ABOUT THIS TASK: Among the entries below, tally each line where the word "rough" appears and state only the total.

Items from a dataset:

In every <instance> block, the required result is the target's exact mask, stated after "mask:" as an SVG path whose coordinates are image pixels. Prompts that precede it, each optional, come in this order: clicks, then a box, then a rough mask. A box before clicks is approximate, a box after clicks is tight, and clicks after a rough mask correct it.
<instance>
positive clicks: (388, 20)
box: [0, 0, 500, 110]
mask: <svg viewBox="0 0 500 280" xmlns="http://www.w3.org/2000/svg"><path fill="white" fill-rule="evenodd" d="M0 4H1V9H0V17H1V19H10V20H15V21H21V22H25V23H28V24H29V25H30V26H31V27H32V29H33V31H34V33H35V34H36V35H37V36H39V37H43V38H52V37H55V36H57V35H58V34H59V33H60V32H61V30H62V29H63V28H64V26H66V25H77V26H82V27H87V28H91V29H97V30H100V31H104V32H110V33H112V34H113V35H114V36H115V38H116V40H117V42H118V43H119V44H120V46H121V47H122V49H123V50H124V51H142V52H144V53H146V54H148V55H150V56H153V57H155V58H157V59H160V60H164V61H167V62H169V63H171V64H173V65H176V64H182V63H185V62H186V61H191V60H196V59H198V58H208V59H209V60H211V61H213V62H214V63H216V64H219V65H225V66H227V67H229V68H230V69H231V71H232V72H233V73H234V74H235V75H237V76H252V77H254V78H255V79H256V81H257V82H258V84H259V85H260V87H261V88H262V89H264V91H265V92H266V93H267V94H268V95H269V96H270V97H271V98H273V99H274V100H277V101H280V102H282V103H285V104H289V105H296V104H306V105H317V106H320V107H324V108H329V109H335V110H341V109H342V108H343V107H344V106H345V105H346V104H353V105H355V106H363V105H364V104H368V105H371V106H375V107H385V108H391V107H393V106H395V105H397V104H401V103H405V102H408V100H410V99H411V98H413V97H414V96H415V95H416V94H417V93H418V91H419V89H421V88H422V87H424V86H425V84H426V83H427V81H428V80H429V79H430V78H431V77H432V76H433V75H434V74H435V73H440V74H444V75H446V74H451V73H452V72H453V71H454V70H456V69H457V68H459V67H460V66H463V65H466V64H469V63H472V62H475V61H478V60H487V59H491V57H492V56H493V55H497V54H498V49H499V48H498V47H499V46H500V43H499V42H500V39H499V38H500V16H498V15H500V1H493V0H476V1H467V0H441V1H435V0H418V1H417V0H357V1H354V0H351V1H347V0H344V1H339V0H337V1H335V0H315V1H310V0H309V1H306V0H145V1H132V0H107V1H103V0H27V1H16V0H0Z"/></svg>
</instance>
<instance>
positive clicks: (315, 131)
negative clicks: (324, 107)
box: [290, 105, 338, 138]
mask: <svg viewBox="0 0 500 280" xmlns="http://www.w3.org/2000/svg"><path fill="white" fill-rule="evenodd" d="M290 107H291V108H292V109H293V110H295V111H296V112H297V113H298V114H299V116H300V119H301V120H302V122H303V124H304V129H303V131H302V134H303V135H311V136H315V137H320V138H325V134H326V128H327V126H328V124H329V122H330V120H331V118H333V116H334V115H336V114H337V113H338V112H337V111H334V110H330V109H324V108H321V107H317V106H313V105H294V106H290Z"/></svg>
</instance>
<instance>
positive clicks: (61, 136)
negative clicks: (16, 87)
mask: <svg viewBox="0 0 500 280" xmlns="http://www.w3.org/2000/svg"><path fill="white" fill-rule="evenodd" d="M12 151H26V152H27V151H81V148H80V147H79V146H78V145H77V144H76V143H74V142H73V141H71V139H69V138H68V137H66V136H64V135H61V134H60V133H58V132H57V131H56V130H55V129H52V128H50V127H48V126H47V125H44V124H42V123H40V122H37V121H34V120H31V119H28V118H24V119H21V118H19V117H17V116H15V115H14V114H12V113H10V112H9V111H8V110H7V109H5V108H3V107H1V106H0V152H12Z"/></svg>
==
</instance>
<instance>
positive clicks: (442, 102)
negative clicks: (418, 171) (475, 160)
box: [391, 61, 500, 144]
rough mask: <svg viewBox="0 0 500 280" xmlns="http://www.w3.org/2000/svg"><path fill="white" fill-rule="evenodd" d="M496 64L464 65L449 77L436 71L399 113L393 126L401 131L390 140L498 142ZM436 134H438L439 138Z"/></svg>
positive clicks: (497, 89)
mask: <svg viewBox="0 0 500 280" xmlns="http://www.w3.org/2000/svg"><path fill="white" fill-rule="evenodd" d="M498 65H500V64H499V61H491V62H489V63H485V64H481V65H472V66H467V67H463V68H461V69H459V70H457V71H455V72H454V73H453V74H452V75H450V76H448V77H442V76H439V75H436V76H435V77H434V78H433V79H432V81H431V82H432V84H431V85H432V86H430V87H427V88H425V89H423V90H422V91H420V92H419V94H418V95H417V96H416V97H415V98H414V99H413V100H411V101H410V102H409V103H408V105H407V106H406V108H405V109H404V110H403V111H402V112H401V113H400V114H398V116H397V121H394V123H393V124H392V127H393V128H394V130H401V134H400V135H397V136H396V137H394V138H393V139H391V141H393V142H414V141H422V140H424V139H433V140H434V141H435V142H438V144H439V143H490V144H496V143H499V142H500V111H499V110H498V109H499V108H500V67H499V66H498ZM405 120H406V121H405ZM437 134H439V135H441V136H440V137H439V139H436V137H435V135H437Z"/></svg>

RESULT BELOW: 2